- What this task involves
Copy out all of the data below word for word, keeping every line in its original order.

[Location identification entries]
+++++

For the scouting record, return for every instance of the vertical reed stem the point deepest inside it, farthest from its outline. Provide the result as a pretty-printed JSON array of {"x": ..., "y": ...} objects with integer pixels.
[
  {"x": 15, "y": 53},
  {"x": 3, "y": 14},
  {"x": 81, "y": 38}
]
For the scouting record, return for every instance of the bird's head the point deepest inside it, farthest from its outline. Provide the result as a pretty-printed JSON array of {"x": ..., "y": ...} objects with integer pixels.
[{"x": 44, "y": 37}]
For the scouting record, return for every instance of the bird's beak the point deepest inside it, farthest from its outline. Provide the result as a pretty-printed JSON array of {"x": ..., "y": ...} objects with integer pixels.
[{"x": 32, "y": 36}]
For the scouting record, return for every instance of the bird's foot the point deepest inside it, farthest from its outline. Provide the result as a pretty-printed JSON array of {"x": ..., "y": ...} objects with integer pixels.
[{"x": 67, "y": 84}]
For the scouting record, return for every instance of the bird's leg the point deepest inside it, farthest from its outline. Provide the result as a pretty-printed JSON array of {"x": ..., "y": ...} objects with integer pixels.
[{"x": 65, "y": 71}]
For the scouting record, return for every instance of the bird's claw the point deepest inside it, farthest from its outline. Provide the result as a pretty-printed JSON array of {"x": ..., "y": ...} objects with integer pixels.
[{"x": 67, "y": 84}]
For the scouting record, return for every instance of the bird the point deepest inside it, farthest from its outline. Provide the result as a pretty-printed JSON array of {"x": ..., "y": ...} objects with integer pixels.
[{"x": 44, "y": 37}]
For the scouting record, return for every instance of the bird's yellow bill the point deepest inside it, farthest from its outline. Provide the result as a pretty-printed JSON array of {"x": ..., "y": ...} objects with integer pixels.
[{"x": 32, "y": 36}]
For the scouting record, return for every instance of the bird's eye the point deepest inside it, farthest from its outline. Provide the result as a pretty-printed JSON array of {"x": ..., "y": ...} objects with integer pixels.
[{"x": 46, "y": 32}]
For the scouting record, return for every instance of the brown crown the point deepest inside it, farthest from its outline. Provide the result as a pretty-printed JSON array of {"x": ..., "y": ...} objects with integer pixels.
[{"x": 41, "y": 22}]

+++++

- Solution to the exercise
For the scouting record, return for every instance of the vertical reed stem the point deepest inside it, farthest from its outline. Provide the result as a pretty-printed JSON array of {"x": ..., "y": ...} objects with integer pixels.
[
  {"x": 15, "y": 53},
  {"x": 3, "y": 14},
  {"x": 81, "y": 38}
]
For the scouting record, return for every instance of the bird's head the point deepest inside it, farthest from its outline. Provide the result as a pretty-printed JSON array of {"x": ..., "y": ...} objects with integer pixels.
[{"x": 44, "y": 37}]
For the scouting record, return for every instance of the bird's beak the point deepest inside it, farthest from its outline. Provide the result as a pretty-printed JSON array of {"x": ..., "y": ...} objects with integer pixels.
[{"x": 32, "y": 36}]
For the scouting record, return for every instance of the bird's foot the point deepest inside it, farthest from its outline. Provide the result as a pretty-printed JSON array of {"x": ..., "y": ...} objects with integer pixels.
[{"x": 67, "y": 84}]
For the scouting record, return for every instance of the bird's leg the point deepest inside it, farthest from its outline. Provide the result as a pretty-printed JSON array of {"x": ..., "y": ...} objects with integer pixels.
[{"x": 65, "y": 71}]
For the scouting record, return for every instance of the bird's claw the point deepest inside it, farthest from its outline. Provide the result as a pretty-printed JSON array of {"x": ..., "y": ...} objects with integer pixels.
[{"x": 67, "y": 84}]
For the scouting record, return for every instance of the bird the point deepest inside it, farthest from its outline. Provide the result as a pretty-printed JSON array of {"x": ..., "y": ...} objects with integer pixels.
[{"x": 44, "y": 37}]
For the scouting record, return for every instance of the bird's yellow bill the point deepest inside it, farthest from its outline. Provide the result as a pretty-printed JSON array of {"x": ..., "y": ...} objects with integer pixels.
[{"x": 32, "y": 36}]
For the scouting record, return for every instance of the bird's eye the point deepest inside it, farthest from its outline. Provide the result as a pretty-printed JSON array of {"x": ..., "y": ...} objects with integer pixels.
[{"x": 46, "y": 32}]
For the scouting record, return for every instance of the brown crown the point deepest inside it, farthest from its outline. Provide the result as a pretty-printed JSON array of {"x": ..., "y": ...} objects with integer pixels.
[{"x": 41, "y": 22}]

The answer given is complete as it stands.